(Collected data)
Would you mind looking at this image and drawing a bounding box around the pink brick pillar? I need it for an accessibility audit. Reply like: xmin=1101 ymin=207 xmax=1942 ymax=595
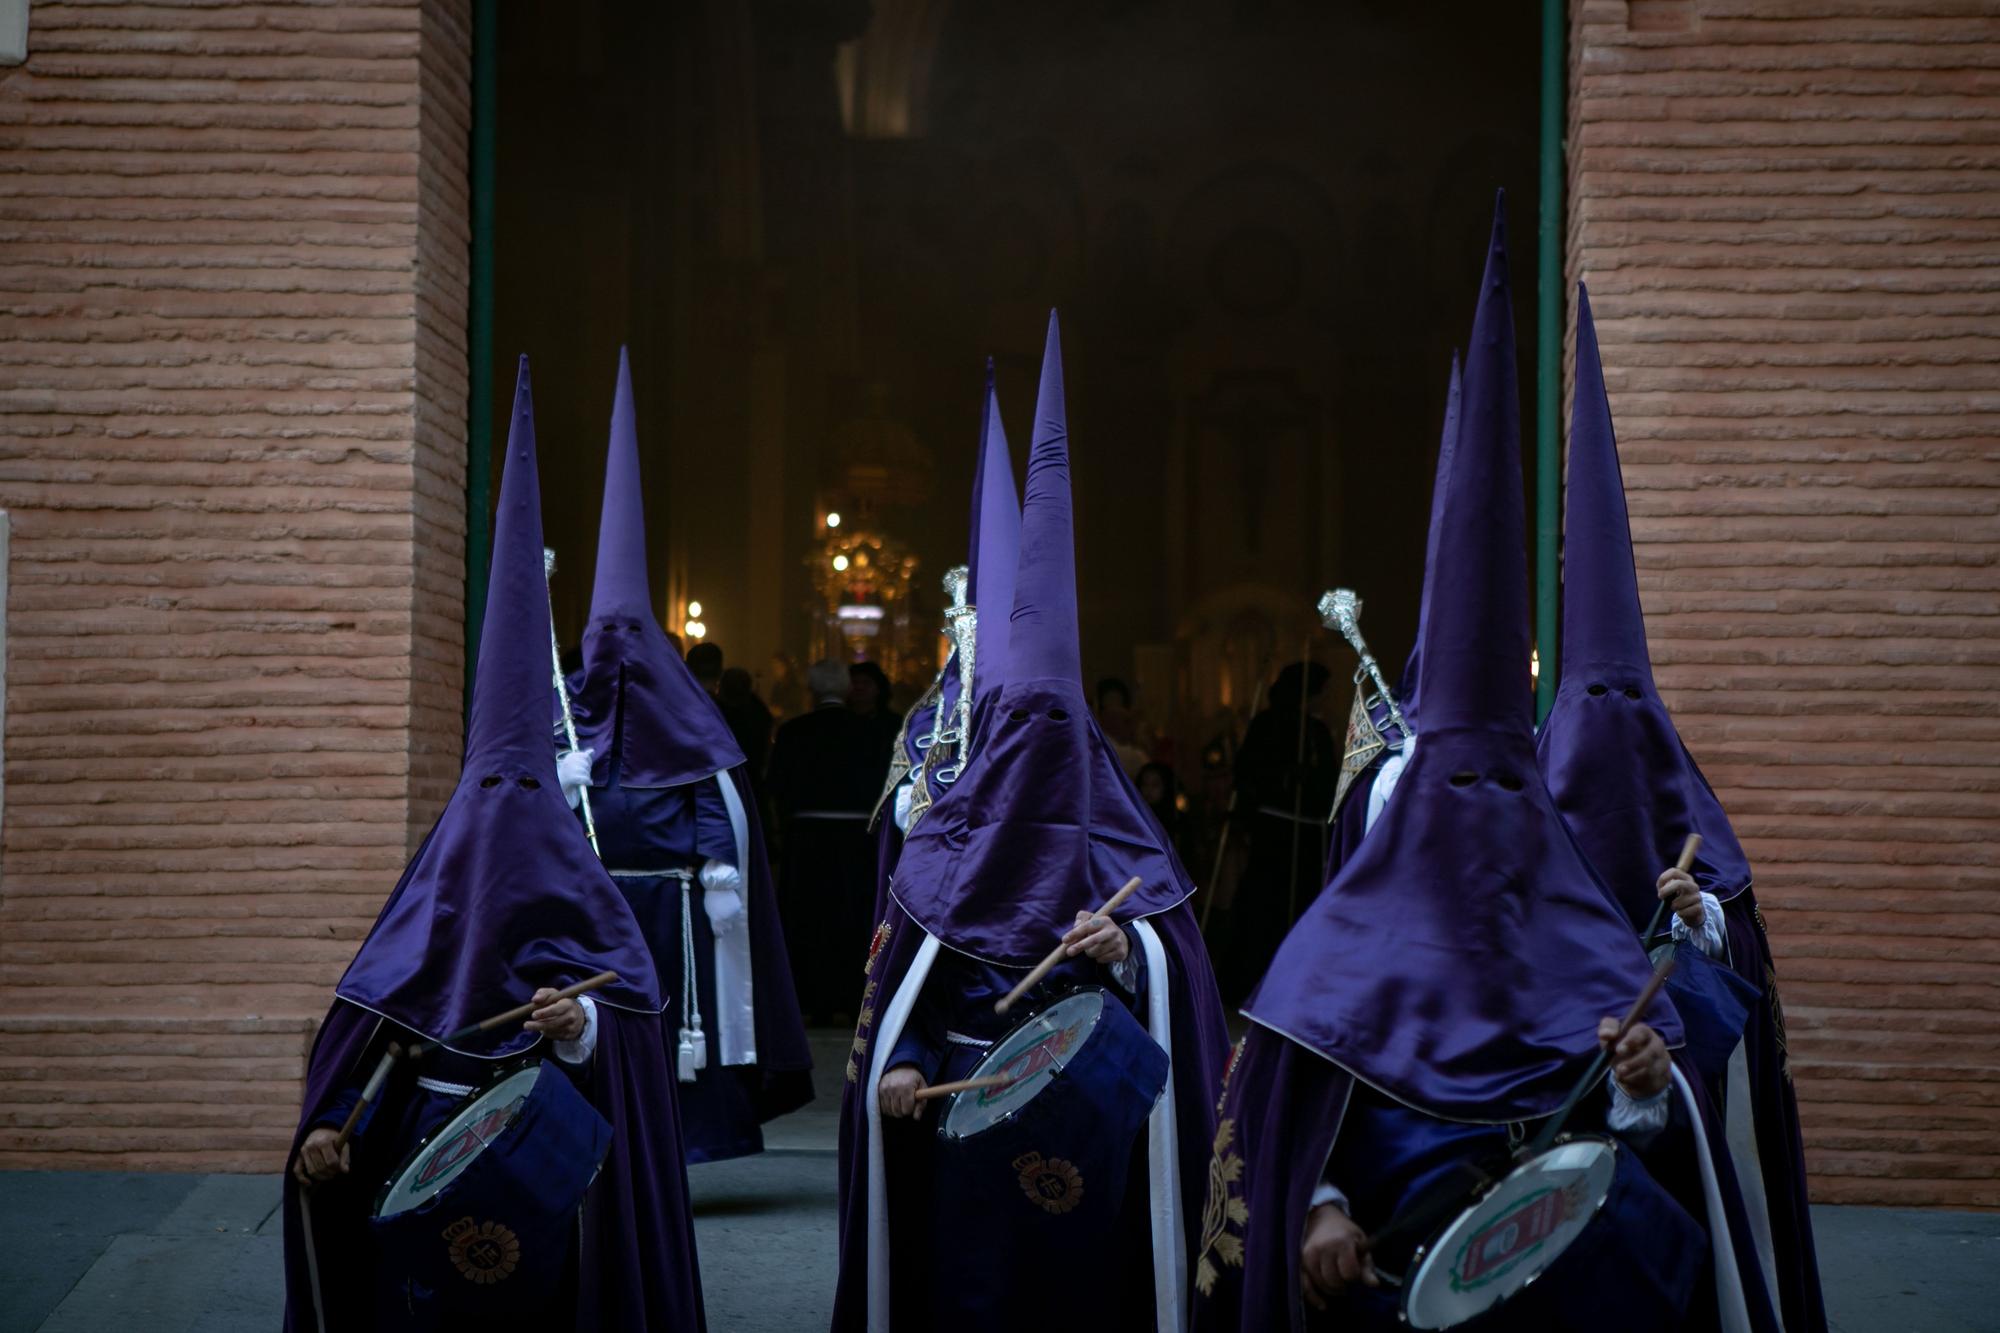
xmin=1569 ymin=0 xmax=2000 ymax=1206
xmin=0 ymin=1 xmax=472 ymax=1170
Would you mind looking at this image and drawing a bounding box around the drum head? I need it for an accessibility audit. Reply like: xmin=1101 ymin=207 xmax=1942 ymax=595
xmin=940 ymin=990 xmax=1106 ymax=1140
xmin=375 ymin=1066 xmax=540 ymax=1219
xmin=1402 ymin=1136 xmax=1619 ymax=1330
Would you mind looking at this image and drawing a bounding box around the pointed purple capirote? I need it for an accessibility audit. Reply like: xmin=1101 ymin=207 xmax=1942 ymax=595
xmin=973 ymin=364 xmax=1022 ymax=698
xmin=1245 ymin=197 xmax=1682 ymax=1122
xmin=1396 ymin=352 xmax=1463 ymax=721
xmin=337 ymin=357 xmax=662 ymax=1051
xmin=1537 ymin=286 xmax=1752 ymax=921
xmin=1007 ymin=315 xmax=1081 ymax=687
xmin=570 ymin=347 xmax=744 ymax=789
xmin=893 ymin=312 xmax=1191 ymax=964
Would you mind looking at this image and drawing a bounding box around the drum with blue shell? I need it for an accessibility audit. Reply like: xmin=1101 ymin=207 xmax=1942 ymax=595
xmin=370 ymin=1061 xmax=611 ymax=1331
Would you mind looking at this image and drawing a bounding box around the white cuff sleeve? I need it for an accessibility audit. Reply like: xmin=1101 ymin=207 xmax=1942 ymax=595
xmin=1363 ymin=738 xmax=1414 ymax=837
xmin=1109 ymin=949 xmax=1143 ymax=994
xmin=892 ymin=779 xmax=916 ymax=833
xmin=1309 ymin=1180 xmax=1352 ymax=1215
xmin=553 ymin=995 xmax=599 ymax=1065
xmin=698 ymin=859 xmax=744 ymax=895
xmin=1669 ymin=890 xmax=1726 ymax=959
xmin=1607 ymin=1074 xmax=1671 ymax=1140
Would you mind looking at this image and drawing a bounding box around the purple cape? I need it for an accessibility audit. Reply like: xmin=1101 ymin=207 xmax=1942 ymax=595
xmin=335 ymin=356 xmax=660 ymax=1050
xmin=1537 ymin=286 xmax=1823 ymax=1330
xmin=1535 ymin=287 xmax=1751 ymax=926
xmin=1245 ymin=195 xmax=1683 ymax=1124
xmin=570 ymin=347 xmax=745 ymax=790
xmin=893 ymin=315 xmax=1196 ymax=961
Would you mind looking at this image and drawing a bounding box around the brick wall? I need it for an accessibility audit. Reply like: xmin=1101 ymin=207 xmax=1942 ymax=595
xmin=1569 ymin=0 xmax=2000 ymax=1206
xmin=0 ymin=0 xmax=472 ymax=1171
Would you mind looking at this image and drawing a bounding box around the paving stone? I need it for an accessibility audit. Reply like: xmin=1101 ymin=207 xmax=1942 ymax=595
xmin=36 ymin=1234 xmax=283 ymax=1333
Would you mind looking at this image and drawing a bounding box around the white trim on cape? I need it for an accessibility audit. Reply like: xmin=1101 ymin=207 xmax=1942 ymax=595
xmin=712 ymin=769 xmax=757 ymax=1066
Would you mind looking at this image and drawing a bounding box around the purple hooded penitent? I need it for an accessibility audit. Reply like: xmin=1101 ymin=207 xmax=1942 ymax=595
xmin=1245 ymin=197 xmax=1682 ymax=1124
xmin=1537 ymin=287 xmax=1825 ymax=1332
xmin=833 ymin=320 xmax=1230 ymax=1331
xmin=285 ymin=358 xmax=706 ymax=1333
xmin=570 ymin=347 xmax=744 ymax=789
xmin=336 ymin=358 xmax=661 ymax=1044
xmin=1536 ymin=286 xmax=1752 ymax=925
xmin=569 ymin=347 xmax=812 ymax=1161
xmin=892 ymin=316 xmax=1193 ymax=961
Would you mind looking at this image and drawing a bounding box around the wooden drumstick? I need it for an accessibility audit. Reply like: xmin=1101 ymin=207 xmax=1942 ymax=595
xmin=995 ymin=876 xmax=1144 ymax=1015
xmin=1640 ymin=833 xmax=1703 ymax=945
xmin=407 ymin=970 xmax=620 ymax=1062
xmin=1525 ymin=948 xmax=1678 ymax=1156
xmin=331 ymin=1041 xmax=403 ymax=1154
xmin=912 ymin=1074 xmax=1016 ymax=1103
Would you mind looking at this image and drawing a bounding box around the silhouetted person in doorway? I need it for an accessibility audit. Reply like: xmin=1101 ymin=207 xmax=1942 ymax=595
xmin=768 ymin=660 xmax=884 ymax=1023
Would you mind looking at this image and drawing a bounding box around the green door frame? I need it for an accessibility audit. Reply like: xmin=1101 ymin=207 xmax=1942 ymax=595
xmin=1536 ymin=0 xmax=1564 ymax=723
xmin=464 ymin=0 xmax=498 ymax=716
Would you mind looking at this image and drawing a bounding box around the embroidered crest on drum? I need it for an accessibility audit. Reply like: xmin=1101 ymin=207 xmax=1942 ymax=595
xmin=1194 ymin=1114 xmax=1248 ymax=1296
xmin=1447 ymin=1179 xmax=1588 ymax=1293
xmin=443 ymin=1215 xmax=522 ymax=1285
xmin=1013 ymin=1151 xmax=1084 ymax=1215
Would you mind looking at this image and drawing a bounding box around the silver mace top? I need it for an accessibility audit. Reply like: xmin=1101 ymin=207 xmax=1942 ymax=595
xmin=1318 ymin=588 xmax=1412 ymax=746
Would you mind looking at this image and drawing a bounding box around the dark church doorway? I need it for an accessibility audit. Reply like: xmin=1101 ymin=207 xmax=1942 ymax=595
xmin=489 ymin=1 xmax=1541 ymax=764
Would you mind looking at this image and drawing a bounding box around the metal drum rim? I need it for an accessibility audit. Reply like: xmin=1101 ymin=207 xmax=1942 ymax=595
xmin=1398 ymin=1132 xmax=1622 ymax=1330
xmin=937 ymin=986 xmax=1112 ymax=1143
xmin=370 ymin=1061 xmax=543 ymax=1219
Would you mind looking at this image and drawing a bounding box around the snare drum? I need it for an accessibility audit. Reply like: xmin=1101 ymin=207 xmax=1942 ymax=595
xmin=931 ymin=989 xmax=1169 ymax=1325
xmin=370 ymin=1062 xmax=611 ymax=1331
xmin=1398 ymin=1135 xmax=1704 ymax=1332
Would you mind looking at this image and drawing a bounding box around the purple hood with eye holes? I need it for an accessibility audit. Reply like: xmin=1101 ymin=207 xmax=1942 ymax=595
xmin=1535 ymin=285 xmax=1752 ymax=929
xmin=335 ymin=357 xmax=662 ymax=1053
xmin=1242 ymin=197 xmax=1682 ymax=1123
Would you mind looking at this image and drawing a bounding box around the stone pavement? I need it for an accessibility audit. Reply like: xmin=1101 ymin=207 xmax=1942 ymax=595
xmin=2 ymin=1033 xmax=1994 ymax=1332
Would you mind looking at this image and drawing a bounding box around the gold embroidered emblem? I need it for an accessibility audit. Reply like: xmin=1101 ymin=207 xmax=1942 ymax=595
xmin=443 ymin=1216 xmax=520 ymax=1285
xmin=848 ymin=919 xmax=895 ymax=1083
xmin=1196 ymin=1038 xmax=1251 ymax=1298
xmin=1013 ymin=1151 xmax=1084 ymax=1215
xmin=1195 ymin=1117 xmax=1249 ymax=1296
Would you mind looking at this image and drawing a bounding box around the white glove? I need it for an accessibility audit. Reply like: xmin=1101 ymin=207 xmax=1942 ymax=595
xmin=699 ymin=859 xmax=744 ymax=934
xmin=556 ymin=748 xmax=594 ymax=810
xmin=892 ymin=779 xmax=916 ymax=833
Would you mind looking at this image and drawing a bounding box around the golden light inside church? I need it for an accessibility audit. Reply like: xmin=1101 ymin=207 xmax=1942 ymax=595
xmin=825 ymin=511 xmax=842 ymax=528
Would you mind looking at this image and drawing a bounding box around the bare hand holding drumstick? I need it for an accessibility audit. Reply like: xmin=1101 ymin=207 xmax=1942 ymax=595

Exercise goal:
Reproduce exactly the lines from the one containing "the white glove?" through the last line of the records, both included, and nothing else.

Answer section:
Would you mind looking at this image and drawing a bounding box around the white glove? I need it for an accessibility audit. Reply like: xmin=1101 ymin=207 xmax=1942 ymax=595
xmin=699 ymin=859 xmax=744 ymax=934
xmin=556 ymin=748 xmax=594 ymax=810
xmin=892 ymin=779 xmax=916 ymax=833
Would you mind looking at this image and drawing a bounding box around the golden light inside church? I need it for an accessibility audit. Reply like: xmin=1101 ymin=207 xmax=1942 ymax=595
xmin=825 ymin=511 xmax=842 ymax=528
Would you mind looking at this image and drawing a bounding box around the bare hand holding drumstick? I need it for an accessibility audit. Reply like: xmin=1101 ymin=207 xmax=1942 ymax=595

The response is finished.